------ PASSAGE FOR REVIEW

Confessions of a breakfast skipper
Robert H. Shmerling, MD, Faculty Editor, Harvard Health Publications
As a doctor and a parent, I feel a certain obligation to model healthy behaviors. Even if I were neither, I’d do my best to make healthy choices. And, mostly, I do. I exercise regularly, I pay attention to what I eat and I try to eat reasonable portions of healthy foods. But I regularly break a cardinal rule of healthy living: I skip breakfast.
Is that so wrong? Apparently, most people think so. Ask anyone and my guess is that you’ll hear this a lot: “Everyone knows that breakfast is the most important meal of the day.” And it makes some sense. When you get up in the morning you’ve probably just endured the longest period of fasting for the day. And that’s probably true even if you’re a late night snacker (like me).
But, a new study suggests that skipping breakfast may not be as bad for you as commonly believed.
Researchers enrolled healthy kids, ages 8 to 10, and repeatedly measured attention, impulsiveness, memory, verbal learning, and speed of processing information. For each of these measures, the kids did no better (or worse) on the days they ate breakfast compared to the days they didn’t. Of course, this study only assessed the short-term impact of breakfast on healthy school-age kids. The findings could have been quite different if it included “habitual breakfast skippers,” adults, or people who don’t get adequate nutrition.
Robert H. Shmerling
What about past research?
Several past studies have demonstrated beneficial effects of eating breakfast on the academic performance, behavior, and psychological function of kids. But most of these studies were also short-term, small, and therefore not definitive. In fact, some of the largest and best studies showed no impact. The biggest benefits of breakfast have been noted among “nutritionally vulnerable” children — that is, kids with the poorest nutrition get the most from eating breakfast regularly.
Breakfast and weight: it’s complicated
Studies on adults are far fewer and the findings are similarly inconsistent and inconclusive. Several have examined the impact of eating breakfast on weight. It might seem counterintuitive that skipping a meal might lead to weight gain, but that’s just what a widely quoted 2007 study suggested: people who choose to skip breakfast tend to be overweight or obese significantly more often than those who eat breakfast. However, such studies have been criticized because of the real possibility that a factor other than breakfast habit might be responsible for the higher rates of obesity among breakfast skippers. Supporting this concern is a recent study finding that people who eat breakfast are more health conscious and exercise more regularly. While one of the largest studies to date found that eating breakfast had no consistent effect on rates of obesity or being overweight, a 2013 study found that adults who skipped breakfast actually consumed fewer calories by the end of the day.
The inconsistency noted in past research may be due to these recent observations:
people who skip breakfast tend to eat more than breakfast eaters later in the day
those who eat breakfast tend to be more physically active early in the day than breakfast skippers
some people actually lose weight when skipping breakfast, because even if they eat more at lunch, it’s often not enough to make up for the average breakfast.
These latest studies suggest that eating breakfast may not be as essential as many believe — but they are also unlikely to be the last words on the subject. We need more and better research into how breakfast (and other meals) affect health and disease. But, from the available evidence, I’d say the idea that breakfast is the most important meal of the day may be a myth. In fact, we should probably be paying more attention to what and how much we eat rather than focusing on when.

------------
------ DATASET ENTRIES

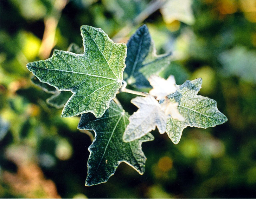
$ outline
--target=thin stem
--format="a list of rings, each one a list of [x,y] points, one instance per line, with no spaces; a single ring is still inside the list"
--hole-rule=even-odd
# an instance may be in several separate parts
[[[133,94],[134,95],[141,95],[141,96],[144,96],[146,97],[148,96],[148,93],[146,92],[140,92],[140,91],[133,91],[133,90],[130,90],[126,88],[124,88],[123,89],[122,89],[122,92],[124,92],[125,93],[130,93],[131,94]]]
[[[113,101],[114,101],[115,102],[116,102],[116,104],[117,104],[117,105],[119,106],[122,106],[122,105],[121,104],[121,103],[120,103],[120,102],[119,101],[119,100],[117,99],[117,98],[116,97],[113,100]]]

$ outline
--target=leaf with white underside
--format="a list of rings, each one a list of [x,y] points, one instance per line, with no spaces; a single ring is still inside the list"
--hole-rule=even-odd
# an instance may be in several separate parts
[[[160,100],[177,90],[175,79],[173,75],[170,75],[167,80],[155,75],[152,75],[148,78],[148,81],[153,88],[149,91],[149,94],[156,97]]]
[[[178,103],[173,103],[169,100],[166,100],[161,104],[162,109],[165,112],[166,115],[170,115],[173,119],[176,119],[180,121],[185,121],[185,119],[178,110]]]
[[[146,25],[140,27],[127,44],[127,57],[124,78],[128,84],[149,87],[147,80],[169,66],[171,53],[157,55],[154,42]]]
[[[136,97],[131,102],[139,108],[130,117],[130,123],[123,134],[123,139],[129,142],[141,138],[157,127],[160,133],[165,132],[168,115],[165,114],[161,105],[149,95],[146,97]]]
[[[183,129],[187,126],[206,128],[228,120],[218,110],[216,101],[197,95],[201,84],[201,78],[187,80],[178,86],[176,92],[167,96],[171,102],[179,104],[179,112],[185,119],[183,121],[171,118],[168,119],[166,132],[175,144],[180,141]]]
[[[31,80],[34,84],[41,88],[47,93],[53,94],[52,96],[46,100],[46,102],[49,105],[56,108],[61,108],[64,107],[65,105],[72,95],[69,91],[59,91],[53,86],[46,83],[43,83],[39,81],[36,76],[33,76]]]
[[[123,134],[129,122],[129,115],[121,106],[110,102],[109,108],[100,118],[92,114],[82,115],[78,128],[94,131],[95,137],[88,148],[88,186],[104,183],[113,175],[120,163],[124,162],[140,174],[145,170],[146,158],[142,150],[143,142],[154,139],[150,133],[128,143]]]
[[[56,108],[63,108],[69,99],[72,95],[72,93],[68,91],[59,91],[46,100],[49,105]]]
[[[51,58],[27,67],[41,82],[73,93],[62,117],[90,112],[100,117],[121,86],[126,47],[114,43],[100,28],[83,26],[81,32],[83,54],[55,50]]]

------------
------ DATASET ENTRIES

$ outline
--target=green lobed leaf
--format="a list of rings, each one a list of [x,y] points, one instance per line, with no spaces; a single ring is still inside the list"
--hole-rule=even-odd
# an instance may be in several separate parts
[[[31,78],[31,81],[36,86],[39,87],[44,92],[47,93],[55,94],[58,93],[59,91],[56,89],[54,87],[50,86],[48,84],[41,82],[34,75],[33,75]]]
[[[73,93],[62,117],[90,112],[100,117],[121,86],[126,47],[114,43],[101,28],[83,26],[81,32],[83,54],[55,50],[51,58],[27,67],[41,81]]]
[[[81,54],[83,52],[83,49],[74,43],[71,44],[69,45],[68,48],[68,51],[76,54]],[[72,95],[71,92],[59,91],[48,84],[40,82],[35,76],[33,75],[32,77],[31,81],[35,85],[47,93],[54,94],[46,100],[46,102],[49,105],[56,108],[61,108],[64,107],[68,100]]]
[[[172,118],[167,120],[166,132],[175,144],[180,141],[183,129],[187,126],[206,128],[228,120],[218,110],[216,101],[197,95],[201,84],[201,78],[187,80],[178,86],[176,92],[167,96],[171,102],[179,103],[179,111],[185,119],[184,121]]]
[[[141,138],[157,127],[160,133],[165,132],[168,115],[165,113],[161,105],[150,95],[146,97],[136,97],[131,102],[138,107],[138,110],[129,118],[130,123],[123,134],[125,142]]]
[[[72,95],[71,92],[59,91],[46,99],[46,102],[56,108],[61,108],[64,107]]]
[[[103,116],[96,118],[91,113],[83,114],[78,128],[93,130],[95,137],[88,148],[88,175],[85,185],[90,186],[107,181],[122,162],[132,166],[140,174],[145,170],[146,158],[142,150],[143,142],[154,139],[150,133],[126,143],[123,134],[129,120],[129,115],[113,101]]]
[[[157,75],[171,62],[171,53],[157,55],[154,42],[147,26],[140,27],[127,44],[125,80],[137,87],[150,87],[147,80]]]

------------

### THINGS TO DO
1. List every measure the researchers repeatedly took in the children in the article on skipping breakfast.
2. Please copy the stretch of the breakfast article from "Is that so wrong?" through "snacker (like me).", word for word.

### ANSWERS TO THE TASKS
1. attention, impulsiveness, memory, verbal learning, speed of processing information

2.
Is that so wrong? Apparently, most people think so. Ask anyone and my guess is that you’ll hear this a lot: “Everyone knows that breakfast is the most important meal of the day.” And it makes some sense. When you get up in the morning you’ve probably just endured the longest period of fasting for the day. And that’s probably true even if you’re a late night snacker (like me).